DATASET ENTRIES:
* * * * * * * * *
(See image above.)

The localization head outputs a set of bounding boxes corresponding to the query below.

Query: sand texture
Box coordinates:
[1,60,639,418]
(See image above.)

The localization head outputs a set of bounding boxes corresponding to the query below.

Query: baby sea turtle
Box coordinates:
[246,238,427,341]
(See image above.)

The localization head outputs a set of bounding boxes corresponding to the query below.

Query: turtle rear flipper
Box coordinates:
* * * * * * * * *
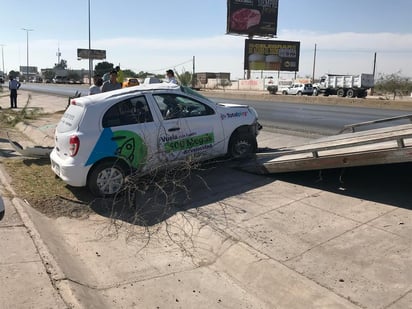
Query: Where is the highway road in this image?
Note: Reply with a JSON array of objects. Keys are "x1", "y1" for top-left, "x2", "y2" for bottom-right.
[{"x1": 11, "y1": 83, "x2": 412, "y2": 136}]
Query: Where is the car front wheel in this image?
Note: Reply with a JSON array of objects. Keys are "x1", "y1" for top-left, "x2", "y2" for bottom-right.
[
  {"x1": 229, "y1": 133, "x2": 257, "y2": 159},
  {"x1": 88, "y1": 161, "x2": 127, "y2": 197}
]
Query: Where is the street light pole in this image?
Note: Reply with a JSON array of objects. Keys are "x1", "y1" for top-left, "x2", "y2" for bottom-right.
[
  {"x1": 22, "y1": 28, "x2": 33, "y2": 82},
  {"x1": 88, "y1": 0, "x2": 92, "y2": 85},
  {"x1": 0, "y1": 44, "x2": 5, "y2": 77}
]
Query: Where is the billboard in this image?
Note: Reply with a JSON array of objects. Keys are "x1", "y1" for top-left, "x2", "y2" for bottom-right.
* * * * * * * * *
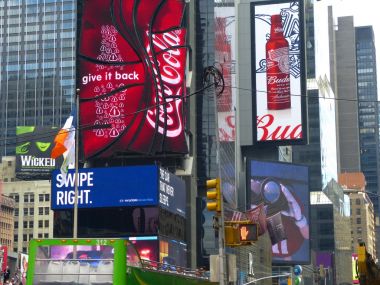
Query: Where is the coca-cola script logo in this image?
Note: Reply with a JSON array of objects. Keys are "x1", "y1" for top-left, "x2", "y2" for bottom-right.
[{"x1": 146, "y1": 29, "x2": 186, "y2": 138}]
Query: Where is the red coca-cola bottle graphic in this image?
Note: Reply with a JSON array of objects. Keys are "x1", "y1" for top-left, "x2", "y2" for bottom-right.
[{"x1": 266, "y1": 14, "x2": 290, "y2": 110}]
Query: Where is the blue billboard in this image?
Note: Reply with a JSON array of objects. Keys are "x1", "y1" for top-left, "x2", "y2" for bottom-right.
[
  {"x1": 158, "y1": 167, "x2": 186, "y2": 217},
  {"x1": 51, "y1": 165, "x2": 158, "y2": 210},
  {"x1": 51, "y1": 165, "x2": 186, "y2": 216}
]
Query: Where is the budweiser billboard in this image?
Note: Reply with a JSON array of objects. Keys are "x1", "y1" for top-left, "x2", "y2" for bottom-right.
* * * * * * * * *
TASK TO CARRY OUT:
Tell how many lines of the data above contain the word "cola", giving the number by itself.

ANSWER SECTION:
2